What is being asked :: Reproduce the entries word for word, and omit any picture you find in them.

--- START Extracted information ---

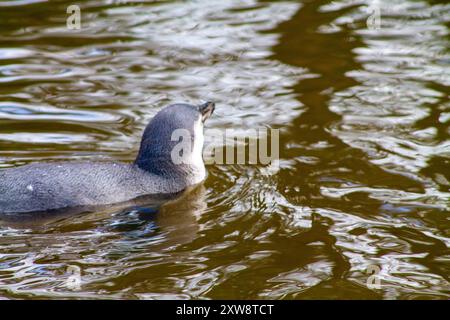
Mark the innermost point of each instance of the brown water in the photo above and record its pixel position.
(363, 185)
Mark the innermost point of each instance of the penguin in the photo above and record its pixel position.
(169, 161)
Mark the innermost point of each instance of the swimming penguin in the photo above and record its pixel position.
(42, 187)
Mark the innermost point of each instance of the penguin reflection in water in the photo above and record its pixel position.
(69, 186)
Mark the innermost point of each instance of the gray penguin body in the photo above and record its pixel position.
(42, 187)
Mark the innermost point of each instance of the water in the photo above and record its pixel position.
(363, 113)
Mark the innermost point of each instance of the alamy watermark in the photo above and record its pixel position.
(254, 147)
(373, 22)
(73, 21)
(73, 282)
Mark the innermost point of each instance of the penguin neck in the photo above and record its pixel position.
(188, 173)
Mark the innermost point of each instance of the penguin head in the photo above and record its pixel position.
(172, 143)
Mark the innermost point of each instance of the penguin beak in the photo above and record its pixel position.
(207, 110)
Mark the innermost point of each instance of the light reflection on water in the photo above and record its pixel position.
(363, 114)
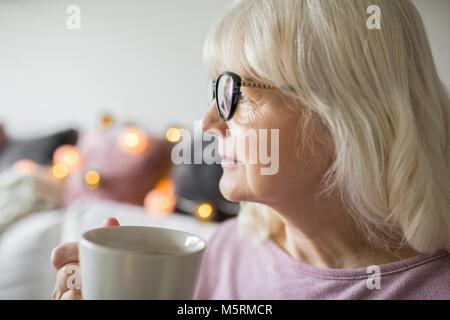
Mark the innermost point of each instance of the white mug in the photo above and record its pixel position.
(128, 262)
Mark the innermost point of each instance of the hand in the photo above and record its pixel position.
(65, 259)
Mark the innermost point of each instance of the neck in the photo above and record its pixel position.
(324, 235)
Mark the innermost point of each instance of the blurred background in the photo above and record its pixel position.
(138, 59)
(89, 116)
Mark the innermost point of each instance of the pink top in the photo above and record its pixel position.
(237, 269)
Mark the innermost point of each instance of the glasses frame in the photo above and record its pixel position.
(238, 82)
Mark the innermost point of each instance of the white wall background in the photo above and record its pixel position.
(140, 60)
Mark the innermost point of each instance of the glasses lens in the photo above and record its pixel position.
(225, 95)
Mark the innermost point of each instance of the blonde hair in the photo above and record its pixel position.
(378, 94)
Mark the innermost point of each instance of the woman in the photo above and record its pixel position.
(359, 207)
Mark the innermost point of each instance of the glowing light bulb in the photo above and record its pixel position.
(67, 155)
(173, 135)
(106, 121)
(25, 167)
(59, 171)
(92, 179)
(134, 141)
(165, 185)
(159, 203)
(204, 211)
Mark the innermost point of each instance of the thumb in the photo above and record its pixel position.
(110, 222)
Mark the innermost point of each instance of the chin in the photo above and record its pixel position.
(230, 190)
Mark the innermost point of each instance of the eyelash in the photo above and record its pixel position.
(243, 98)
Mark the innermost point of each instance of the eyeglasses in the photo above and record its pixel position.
(227, 91)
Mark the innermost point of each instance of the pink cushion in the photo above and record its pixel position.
(3, 137)
(123, 177)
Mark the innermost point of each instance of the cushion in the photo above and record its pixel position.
(40, 149)
(124, 176)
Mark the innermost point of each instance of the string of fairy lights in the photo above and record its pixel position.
(161, 201)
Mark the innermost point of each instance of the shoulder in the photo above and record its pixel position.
(221, 257)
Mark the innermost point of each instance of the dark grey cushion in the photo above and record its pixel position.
(38, 149)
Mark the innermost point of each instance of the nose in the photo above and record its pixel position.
(212, 124)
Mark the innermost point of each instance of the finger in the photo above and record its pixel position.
(67, 278)
(65, 253)
(110, 222)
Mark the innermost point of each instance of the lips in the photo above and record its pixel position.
(229, 162)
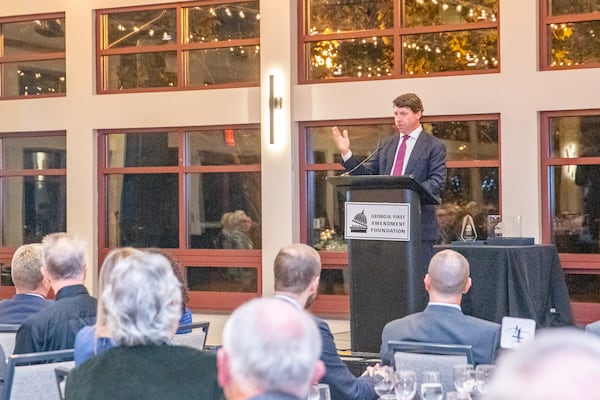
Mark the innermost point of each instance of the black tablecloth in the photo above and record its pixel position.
(516, 281)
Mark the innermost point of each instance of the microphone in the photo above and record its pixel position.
(369, 157)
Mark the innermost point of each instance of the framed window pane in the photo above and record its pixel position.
(325, 16)
(575, 205)
(222, 279)
(236, 64)
(467, 140)
(36, 36)
(141, 70)
(223, 147)
(32, 207)
(559, 7)
(142, 149)
(367, 57)
(450, 51)
(222, 22)
(425, 13)
(574, 136)
(142, 210)
(224, 210)
(33, 78)
(47, 152)
(141, 28)
(574, 43)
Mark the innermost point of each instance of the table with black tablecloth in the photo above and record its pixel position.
(516, 281)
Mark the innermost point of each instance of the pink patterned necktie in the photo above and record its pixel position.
(400, 158)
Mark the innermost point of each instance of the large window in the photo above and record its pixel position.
(472, 187)
(176, 46)
(32, 192)
(194, 192)
(569, 34)
(371, 39)
(32, 56)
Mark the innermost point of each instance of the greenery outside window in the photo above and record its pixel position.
(178, 46)
(378, 39)
(32, 56)
(569, 34)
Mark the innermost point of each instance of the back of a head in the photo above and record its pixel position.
(559, 364)
(295, 266)
(26, 267)
(142, 301)
(448, 272)
(281, 353)
(64, 255)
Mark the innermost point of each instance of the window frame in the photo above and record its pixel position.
(397, 32)
(188, 257)
(181, 49)
(31, 57)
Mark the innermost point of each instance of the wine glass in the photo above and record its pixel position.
(483, 375)
(383, 380)
(431, 386)
(464, 378)
(405, 384)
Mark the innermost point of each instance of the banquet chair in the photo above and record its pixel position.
(420, 357)
(32, 375)
(196, 338)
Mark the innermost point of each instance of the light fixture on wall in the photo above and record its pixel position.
(275, 103)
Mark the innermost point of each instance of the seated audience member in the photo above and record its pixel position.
(55, 327)
(186, 313)
(94, 339)
(559, 364)
(442, 321)
(142, 305)
(30, 286)
(297, 271)
(279, 359)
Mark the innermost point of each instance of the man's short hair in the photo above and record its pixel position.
(272, 347)
(409, 100)
(25, 267)
(448, 272)
(64, 255)
(295, 267)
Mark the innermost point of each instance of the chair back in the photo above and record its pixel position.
(196, 338)
(32, 375)
(422, 357)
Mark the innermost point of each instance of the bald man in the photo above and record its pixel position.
(443, 321)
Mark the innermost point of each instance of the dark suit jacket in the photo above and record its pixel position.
(342, 383)
(427, 163)
(446, 325)
(21, 307)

--- END Extracted information ---

Reply to the exercise ::
Mark the innermost point of each instance of the brown water in the photo above and record its pixel position.
(363, 185)
Mark the innermost point of each instance of the penguin in the photo above and record its pixel position.
(169, 161)
Mark the innermost point of each instance of the swimming penguin in the photo above and record its pixel position.
(42, 187)
Mark the innermost point of each instance of the penguin reflection in water in the photo above and record its pixel position.
(69, 186)
Mark the innermost point of each instance of the gray penguin body in the photo above and record its pixel position.
(42, 187)
Mark the innermost point of each instance of the water in the photo above and record its pixel position.
(363, 113)
Mark the innermost point of each instance of the alamy watermark in the photo above and record its pixel position.
(254, 147)
(373, 22)
(73, 21)
(73, 282)
Mark the innermost point of each instance of the penguin neck in the photo above and record its pixel position.
(188, 173)
Mark the innermost point of each instance of the penguin head in the photo above and record its pixel position.
(172, 143)
Mark the innermost point of each instance of the penguin beak in the photo above and record its pixel position.
(207, 110)
Mark the innermost point of each instance of the light reflection on water in the photo above and record its pixel position.
(363, 114)
Mark the innermost point of each instance of the white mug in the photo above and record its pixel position.
(128, 262)
Mark the innermost point of each instance of the hand in the photo above and record its pixel position.
(65, 259)
Mark the innermost point of each instance of the neck in the photo above and record its pixel position.
(324, 235)
Mark the innermost point of each instance of the blurred background in the photo above and record its pixel position.
(138, 59)
(89, 116)
Mark the innermost point of each instance of the pink top in the photo above and record its pixel position.
(237, 269)
Mark the innermost point of each instance of the glasses frame in the photo above and record its pixel position.
(238, 82)
Mark the innermost point of each instance of the white wall background in the photo above and record its pixel position.
(140, 60)
Mark the innermost point of each instance of the glasses lens in the photo above and record its pixel position.
(225, 95)
Mark the innermost point of each instance of the blonde hair in the photo above and record its pixel position.
(378, 94)
Mark the innermost point of each instance of the woman in the photo above and record its pixel position.
(359, 207)
Mark the innermost point of each instance of the glowing light bulb in the photo above and record its pixel position.
(67, 155)
(173, 135)
(106, 121)
(25, 167)
(59, 171)
(92, 179)
(134, 141)
(165, 185)
(159, 203)
(204, 211)
Mark the innermost point of each instance of the thumb in the photo above and record its pixel position.
(110, 222)
Mark the innermost point of each instance of the chin in the photo above and record its pixel position.
(230, 190)
Mark the innermost point of each instance of the eyelash in the photo above and record its pixel position.
(243, 98)
Mark the innermost point of each instance of the eyeglasses in the photo above and record its pixel position.
(227, 91)
Mark the innermost point of each instance of the pink cushion in the photo above and record its pixel position.
(3, 137)
(123, 177)
Mark the innermost point of each instance of the cushion in the photo above and record its pixel position.
(40, 149)
(124, 176)
Mark the innermost point of each instance of the string of fairy lights in the photo above and record its pixel position.
(161, 201)
Mark the innermost point of each instance of the shoulder in the photo above and record its pixel position.
(221, 257)
Mark the innermost point of each instance of the dark grey cushion in the photo above and record its pixel position.
(38, 149)
Mark the innermost point of each instance of the nose in the photo above and record its pixel position.
(212, 124)
Mark the innermost point of each instance of the finger in the photo above and record its pixel position.
(67, 278)
(65, 253)
(110, 222)
Mark the innermost point of each instance of the lips in the photo above and record its pixel position.
(229, 162)
Mark the innermost point of each instance of the black tablecloth in the photo above and record its pixel position.
(516, 281)
Mark the innermost point of each instance of the microphone in the photo above and record its pixel position.
(369, 157)
Mark the innermost point of each instance of the framed window pane in the photo above and record its pixel position.
(325, 16)
(575, 205)
(222, 279)
(236, 64)
(467, 140)
(36, 36)
(141, 70)
(223, 147)
(32, 207)
(559, 7)
(142, 149)
(367, 57)
(450, 51)
(222, 22)
(425, 13)
(574, 136)
(142, 210)
(224, 210)
(33, 78)
(47, 152)
(141, 28)
(574, 43)
Mark the innermost point of each instance of the table with black tablecloth in the photo above and record its pixel position.
(516, 281)
Mark the innermost point of each instance of the pink patterned necktie in the photo above and record its pixel position.
(400, 158)
Mark the innermost point of each instance of the large window in the photo above and record its pixel position.
(472, 187)
(176, 46)
(32, 192)
(194, 192)
(569, 34)
(371, 39)
(32, 56)
Mark the innermost point of each instance of the greenery outside window in the photo above and record its pixel position.
(178, 46)
(378, 39)
(32, 56)
(569, 34)
Mark the innermost point of each instance of the back of a head in the photo above and record its pixel position.
(559, 364)
(295, 266)
(26, 267)
(142, 301)
(448, 272)
(281, 353)
(64, 255)
Mark the innermost point of each instance of the window frame in the photo above and record its pixel position.
(397, 32)
(188, 257)
(181, 49)
(31, 57)
Mark the innermost point of each instance of the wine glass in the photo above and record its pixel position.
(483, 375)
(383, 380)
(431, 386)
(464, 378)
(405, 384)
Mark the innermost point of each instance of the banquet chair in the photo above and record its pixel position.
(420, 357)
(32, 375)
(196, 338)
Mark the innermost point of each instance of the light fixture on wall in the photo above and record its pixel position.
(275, 103)
Mark the innermost point of each instance of the seated audience member in the photo above and record its pixel position.
(55, 327)
(186, 313)
(94, 339)
(559, 364)
(442, 321)
(142, 305)
(30, 286)
(297, 271)
(279, 359)
Mark the innermost point of each instance of the man's short hair in the photo above and record its pixel position.
(272, 347)
(409, 100)
(25, 267)
(448, 272)
(64, 255)
(295, 267)
Mark the innermost point of each instance of the chair back in the photo above and record its pixel position.
(196, 338)
(32, 375)
(422, 357)
Mark the innermost point of each instance of the bald man in the photo above and record its pixel position.
(443, 321)
Mark the innermost point of each instance of the dark suit jacket in the photo above and record its pixel position.
(342, 383)
(427, 163)
(446, 325)
(21, 307)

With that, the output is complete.